▶ [Given task 1]: In the Highland Light passage, what was the date of the light's first illumination?
▶ [Given task 2]: In the Highland Light passage, transcribe the text from "In 1854, $25,000" to "just one keeper.".

The nation’s first eclipser was installed in the lantern room to differentiate Highland Light from others on the way to Boston, but delays in receiving it pushed the inaugural illumination back to January 15, 1798. With a focal plane of 180 feet above the sea, the light, with its array of lamps and reflectors, had the potential to be seen up to twenty-four miles, but the haze that often hung over the cape reduced the light’s visibility. Sperm whale oil was initially used in the light, but the fuel was later changed to lard.

In 1833, the wood structure was replaced by brick and in 1840 a new lantern and lighting apparatus was installed. In 1857 the lighthouse was declared dangerous and demolished, and for a total cost of $17,000, the current 66 foot brick tower was constructed, with a first order Fresnel lens from Paris. Along with the lighthouse, there was a keeper’s building and a generator shed, both of which can still be seen today.

In 1854, $25,000 was budgeted to rebuild Cape Cod Lighthouse on a proper site and to fit it with the “best approved illuminating apparatus to serve as substitution for three lights at Nauset Beach.”

Construction did not begin until 1856 on a new sixty-six-foot tower and a dwelling for the head keeper and a double-dwelling for his two assistants. The lighthouse was completed in October 1857, for $17,000, which included a new first-order Fresnel lens that produced a fixed white light. Before the addition of the first-order lens, the station had employed just one keeper.

▶ [Data section]:
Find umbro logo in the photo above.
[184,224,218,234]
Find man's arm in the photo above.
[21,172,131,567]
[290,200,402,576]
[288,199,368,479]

▶ [Correct response 1]: January 15, 1798

▶ [Correct response 2]:
In 1854, $25,000 was budgeted to rebuild Cape Cod Lighthouse on a proper site and to fit it with the “best approved illuminating apparatus to serve as substitution for three lights at Nauset Beach.”

Construction did not begin until 1856 on a new sixty-six-foot tower and a dwelling for the head keeper and a double-dwelling for his two assistants. The lighthouse was completed in October 1857, for $17,000, which included a new first-order Fresnel lens that produced a fixed white light. Before the addition of the first-order lens, the station had employed just one keeper.